PROBLEM STATEMENT
Update everything from the start of the records down to the line containing "47, 211, 220]]", changing "bread slice" to "toast slice" and leaving all else as it stands. Omit the pictures from your answer.

(Stored records)
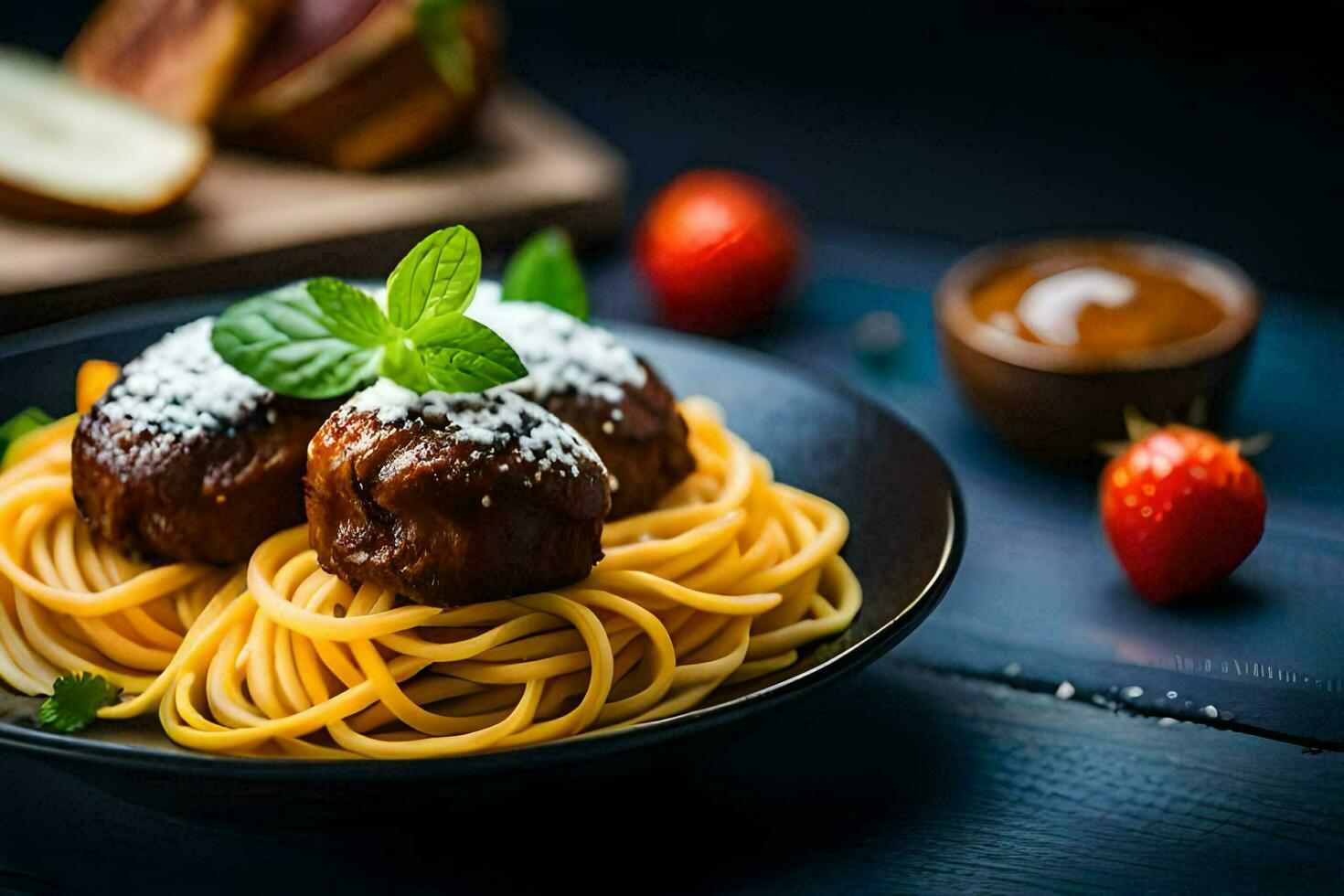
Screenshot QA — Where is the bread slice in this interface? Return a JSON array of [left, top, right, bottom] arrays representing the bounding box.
[[66, 0, 285, 123], [220, 0, 501, 171], [0, 47, 211, 220]]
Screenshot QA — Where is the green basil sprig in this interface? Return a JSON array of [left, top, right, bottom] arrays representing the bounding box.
[[211, 226, 527, 399], [500, 227, 589, 321], [415, 0, 475, 100]]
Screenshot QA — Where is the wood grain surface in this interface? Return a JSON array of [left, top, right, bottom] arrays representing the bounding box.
[[0, 86, 625, 333], [0, 656, 1344, 893]]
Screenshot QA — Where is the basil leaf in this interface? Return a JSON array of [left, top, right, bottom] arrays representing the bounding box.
[[387, 224, 481, 331], [211, 283, 383, 399], [308, 277, 392, 348], [0, 407, 52, 457], [411, 315, 527, 392], [500, 227, 589, 321], [379, 340, 434, 395], [415, 0, 475, 100]]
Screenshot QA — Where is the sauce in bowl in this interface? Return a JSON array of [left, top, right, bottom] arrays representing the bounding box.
[[970, 251, 1227, 355]]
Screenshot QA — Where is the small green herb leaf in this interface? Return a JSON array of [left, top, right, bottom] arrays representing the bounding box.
[[501, 227, 589, 321], [420, 315, 527, 392], [211, 226, 527, 399], [387, 224, 481, 331], [211, 283, 383, 399], [0, 407, 51, 458], [308, 277, 392, 348], [37, 672, 121, 735], [415, 0, 475, 100]]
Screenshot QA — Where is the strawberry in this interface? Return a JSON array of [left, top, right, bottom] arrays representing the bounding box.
[[635, 171, 800, 335], [1099, 424, 1266, 603]]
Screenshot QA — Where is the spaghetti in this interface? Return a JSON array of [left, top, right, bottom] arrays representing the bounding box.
[[0, 399, 861, 759]]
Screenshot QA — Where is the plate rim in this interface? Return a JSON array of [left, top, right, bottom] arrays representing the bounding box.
[[0, 299, 966, 784]]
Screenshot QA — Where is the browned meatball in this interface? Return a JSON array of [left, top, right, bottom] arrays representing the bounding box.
[[71, 318, 335, 563], [306, 380, 610, 606], [471, 293, 695, 520]]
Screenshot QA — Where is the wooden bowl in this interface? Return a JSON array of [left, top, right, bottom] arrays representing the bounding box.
[[934, 235, 1259, 469]]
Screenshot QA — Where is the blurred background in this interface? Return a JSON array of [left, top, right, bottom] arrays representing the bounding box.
[[0, 0, 1344, 292]]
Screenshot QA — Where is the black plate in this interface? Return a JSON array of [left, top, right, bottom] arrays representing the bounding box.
[[0, 295, 966, 813]]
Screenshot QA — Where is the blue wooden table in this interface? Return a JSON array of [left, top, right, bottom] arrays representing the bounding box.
[[0, 229, 1344, 893]]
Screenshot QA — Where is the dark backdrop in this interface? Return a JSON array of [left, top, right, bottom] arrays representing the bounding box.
[[0, 0, 1344, 292]]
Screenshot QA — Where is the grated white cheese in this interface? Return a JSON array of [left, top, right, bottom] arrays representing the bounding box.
[[101, 317, 272, 438], [466, 281, 648, 404], [343, 379, 606, 478]]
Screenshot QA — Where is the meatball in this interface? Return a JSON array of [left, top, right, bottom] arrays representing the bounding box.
[[71, 317, 336, 563], [305, 380, 610, 606], [469, 283, 695, 518]]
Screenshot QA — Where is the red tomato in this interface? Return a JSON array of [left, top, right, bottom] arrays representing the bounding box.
[[635, 171, 801, 335], [1101, 426, 1266, 603]]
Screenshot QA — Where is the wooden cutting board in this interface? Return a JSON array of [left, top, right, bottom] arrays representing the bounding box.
[[0, 86, 625, 332]]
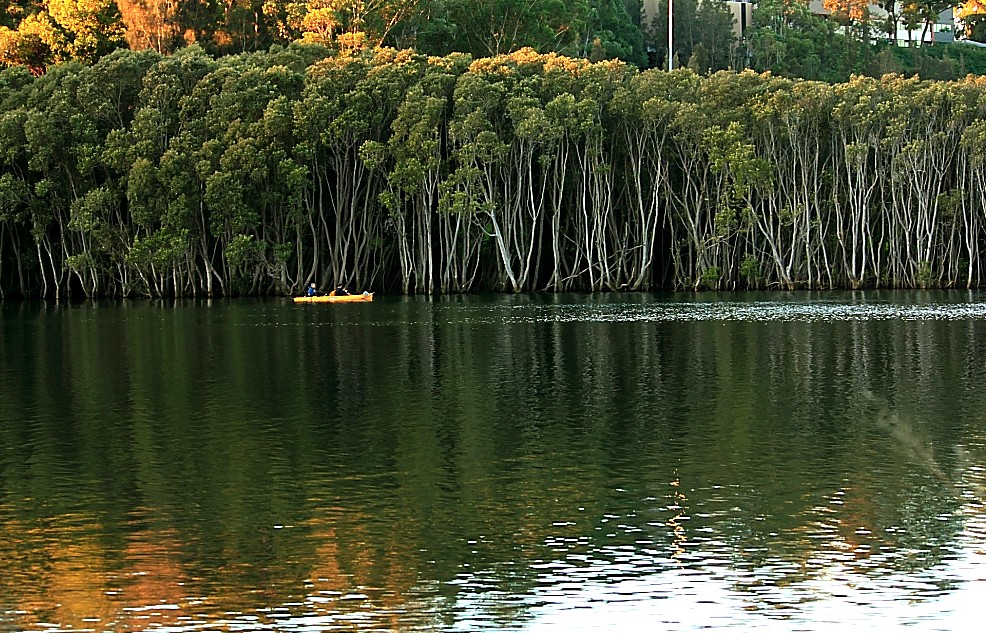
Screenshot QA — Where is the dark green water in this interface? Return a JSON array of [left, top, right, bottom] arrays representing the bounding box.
[[0, 292, 986, 631]]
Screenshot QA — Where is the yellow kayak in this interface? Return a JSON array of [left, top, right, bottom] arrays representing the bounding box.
[[294, 292, 373, 303]]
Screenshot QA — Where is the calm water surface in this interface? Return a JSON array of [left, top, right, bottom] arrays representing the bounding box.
[[0, 292, 986, 632]]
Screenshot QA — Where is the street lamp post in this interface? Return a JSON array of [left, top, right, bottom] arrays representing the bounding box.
[[668, 0, 674, 72]]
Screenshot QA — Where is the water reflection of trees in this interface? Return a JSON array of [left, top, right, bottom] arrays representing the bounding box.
[[0, 299, 983, 628]]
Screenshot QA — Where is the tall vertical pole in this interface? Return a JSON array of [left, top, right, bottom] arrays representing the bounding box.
[[668, 0, 674, 72]]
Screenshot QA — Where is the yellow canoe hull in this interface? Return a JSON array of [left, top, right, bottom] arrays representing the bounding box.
[[294, 292, 373, 303]]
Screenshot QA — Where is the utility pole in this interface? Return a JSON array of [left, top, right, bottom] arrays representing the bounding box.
[[668, 0, 674, 72]]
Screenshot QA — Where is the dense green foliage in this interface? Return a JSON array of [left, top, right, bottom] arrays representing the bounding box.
[[0, 45, 986, 296]]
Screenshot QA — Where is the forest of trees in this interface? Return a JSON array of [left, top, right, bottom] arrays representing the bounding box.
[[0, 44, 986, 297], [0, 0, 986, 297]]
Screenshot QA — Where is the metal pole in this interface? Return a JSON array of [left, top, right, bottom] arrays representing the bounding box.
[[668, 0, 674, 72]]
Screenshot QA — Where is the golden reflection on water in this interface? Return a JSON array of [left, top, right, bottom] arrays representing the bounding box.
[[0, 294, 986, 631]]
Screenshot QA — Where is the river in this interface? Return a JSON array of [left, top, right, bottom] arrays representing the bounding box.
[[0, 291, 986, 632]]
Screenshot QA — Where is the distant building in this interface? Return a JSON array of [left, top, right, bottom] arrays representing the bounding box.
[[643, 0, 956, 46], [808, 0, 955, 46], [643, 0, 757, 37]]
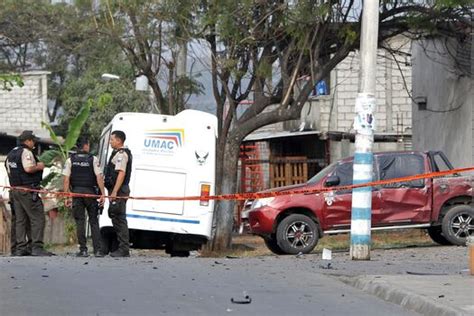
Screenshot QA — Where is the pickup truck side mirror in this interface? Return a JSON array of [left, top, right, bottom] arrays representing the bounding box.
[[324, 175, 341, 187]]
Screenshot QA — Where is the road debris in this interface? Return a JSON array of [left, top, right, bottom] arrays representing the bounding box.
[[230, 295, 252, 304]]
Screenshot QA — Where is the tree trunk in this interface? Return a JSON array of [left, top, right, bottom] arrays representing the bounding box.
[[209, 137, 241, 251]]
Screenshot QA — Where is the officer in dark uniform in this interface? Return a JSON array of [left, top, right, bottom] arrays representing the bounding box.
[[6, 131, 52, 256], [105, 131, 132, 257], [63, 137, 105, 257]]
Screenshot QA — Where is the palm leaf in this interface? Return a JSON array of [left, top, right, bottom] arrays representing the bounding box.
[[39, 149, 63, 166], [41, 172, 58, 187], [64, 100, 92, 152], [41, 122, 62, 151]]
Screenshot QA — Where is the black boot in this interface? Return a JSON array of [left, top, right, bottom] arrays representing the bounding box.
[[76, 250, 89, 257], [110, 249, 130, 257], [31, 248, 54, 257]]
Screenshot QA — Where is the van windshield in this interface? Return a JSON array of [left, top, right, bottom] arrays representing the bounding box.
[[307, 162, 337, 184]]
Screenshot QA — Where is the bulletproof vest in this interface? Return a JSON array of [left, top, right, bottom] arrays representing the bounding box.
[[104, 148, 132, 190], [70, 153, 97, 188], [5, 145, 43, 186]]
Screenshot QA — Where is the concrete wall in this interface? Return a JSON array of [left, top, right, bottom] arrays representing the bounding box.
[[413, 39, 474, 167], [0, 71, 49, 136], [329, 139, 406, 163]]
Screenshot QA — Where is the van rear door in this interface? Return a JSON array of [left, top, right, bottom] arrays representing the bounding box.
[[132, 167, 186, 215]]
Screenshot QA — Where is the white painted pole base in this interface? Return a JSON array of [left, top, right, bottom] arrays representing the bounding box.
[[351, 245, 370, 260]]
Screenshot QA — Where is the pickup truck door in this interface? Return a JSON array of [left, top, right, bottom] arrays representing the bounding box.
[[373, 153, 432, 226], [323, 160, 381, 230]]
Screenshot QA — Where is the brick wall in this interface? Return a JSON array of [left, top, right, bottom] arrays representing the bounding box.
[[332, 37, 412, 133], [0, 71, 48, 135]]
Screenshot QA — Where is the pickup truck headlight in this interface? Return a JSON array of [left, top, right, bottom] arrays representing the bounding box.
[[252, 197, 275, 209]]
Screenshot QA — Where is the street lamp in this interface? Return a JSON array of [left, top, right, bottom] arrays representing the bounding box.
[[101, 73, 120, 80]]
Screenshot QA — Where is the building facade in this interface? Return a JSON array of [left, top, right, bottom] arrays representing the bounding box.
[[241, 36, 412, 191], [413, 35, 474, 167]]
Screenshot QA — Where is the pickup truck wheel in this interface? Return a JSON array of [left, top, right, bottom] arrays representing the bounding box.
[[428, 226, 451, 246], [442, 205, 474, 246], [276, 214, 319, 254], [263, 237, 285, 255]]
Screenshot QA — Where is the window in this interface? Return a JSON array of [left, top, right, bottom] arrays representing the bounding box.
[[433, 154, 452, 171], [378, 154, 425, 188]]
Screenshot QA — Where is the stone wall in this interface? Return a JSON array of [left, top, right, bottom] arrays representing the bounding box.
[[316, 37, 412, 134], [0, 71, 49, 136]]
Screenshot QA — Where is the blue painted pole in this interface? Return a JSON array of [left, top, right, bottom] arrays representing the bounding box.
[[350, 0, 379, 260]]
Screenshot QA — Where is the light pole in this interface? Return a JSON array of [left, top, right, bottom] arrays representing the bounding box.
[[350, 0, 379, 260]]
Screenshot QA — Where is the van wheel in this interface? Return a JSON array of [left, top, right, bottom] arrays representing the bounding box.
[[442, 205, 474, 246], [276, 214, 319, 254], [263, 236, 285, 255], [428, 226, 451, 246], [165, 243, 190, 257]]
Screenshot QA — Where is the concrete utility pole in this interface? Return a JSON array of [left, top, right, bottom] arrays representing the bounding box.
[[351, 0, 379, 260]]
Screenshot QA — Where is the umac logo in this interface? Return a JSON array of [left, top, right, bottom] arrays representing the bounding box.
[[143, 129, 184, 153]]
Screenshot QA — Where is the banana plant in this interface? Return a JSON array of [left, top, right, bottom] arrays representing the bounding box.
[[39, 99, 93, 190]]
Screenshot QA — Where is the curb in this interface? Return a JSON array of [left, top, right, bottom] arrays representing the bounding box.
[[339, 276, 467, 316]]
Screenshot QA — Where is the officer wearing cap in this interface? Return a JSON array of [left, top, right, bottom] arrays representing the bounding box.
[[6, 131, 52, 256], [63, 137, 105, 257], [105, 131, 132, 257]]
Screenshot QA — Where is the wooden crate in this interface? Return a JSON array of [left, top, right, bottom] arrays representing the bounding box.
[[270, 157, 308, 188]]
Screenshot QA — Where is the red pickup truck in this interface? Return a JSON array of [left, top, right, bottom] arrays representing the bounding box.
[[248, 151, 474, 254]]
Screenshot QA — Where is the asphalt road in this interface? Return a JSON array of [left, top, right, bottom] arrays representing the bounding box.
[[0, 252, 426, 316]]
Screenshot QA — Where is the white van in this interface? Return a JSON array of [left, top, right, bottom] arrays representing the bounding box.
[[99, 110, 217, 256]]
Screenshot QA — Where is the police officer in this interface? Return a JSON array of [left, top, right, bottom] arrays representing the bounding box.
[[63, 137, 105, 257], [105, 131, 132, 257], [6, 131, 52, 256]]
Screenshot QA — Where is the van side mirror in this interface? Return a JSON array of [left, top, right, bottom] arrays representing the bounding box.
[[324, 175, 341, 187]]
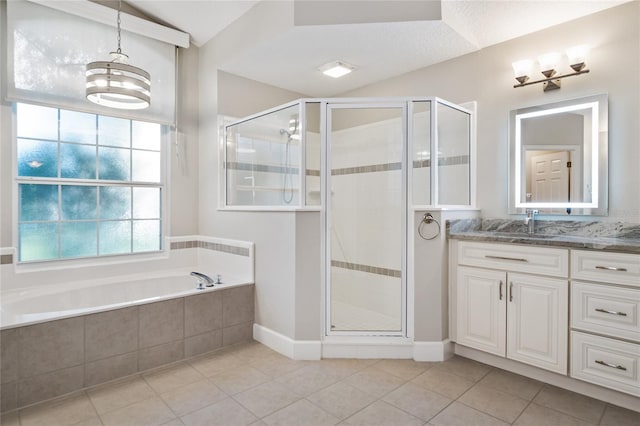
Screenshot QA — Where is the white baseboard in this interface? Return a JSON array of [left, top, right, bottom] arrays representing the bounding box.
[[253, 324, 454, 361], [322, 338, 413, 359], [413, 339, 454, 362], [253, 324, 322, 360]]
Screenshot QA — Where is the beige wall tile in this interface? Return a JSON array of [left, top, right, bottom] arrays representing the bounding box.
[[85, 306, 138, 361], [221, 285, 254, 327], [0, 382, 18, 412], [184, 330, 222, 358], [84, 351, 138, 386], [184, 291, 222, 336], [0, 329, 18, 383], [18, 364, 84, 407], [138, 340, 184, 371], [139, 298, 184, 348], [222, 321, 253, 346], [19, 317, 84, 379]]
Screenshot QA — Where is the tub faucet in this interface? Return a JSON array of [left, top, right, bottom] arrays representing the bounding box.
[[191, 272, 213, 290], [524, 209, 538, 235]]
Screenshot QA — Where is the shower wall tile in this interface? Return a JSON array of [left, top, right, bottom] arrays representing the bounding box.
[[139, 298, 184, 348], [18, 365, 84, 407], [19, 317, 84, 378], [184, 330, 222, 358], [184, 290, 228, 337], [84, 351, 138, 386], [222, 285, 254, 327], [85, 306, 138, 362], [0, 329, 18, 383], [0, 382, 18, 412], [222, 320, 253, 346], [138, 340, 184, 371]]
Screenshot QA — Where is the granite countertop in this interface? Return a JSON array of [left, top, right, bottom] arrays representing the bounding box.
[[446, 219, 640, 254]]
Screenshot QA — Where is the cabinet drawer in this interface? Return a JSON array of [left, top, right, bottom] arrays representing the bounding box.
[[571, 281, 640, 341], [571, 331, 640, 396], [458, 241, 569, 278], [571, 250, 640, 287]]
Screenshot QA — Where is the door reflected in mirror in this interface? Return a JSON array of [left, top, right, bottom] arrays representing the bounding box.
[[509, 95, 608, 215]]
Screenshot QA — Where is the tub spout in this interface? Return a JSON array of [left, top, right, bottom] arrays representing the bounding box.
[[191, 272, 213, 290]]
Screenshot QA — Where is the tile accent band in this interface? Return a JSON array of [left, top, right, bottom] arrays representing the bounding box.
[[331, 260, 402, 278], [171, 241, 249, 257], [227, 161, 299, 175]]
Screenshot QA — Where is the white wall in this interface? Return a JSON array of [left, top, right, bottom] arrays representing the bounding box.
[[342, 2, 640, 222]]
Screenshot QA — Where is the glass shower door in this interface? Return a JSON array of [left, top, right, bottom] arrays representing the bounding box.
[[325, 104, 406, 335]]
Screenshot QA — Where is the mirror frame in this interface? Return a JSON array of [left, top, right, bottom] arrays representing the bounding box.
[[509, 94, 609, 217]]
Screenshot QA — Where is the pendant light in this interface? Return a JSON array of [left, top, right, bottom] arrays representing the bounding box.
[[86, 0, 151, 109]]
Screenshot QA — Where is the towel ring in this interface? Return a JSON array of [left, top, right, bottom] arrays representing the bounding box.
[[418, 213, 440, 240]]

OUTPUT FOR THIS TASK
Screenshot QA — Where is the toast slice in this interface? Return a JSON array of [left, top, right, bottom] arrays representing the bounding box.
[[66, 0, 285, 123], [220, 0, 501, 171], [0, 47, 211, 220]]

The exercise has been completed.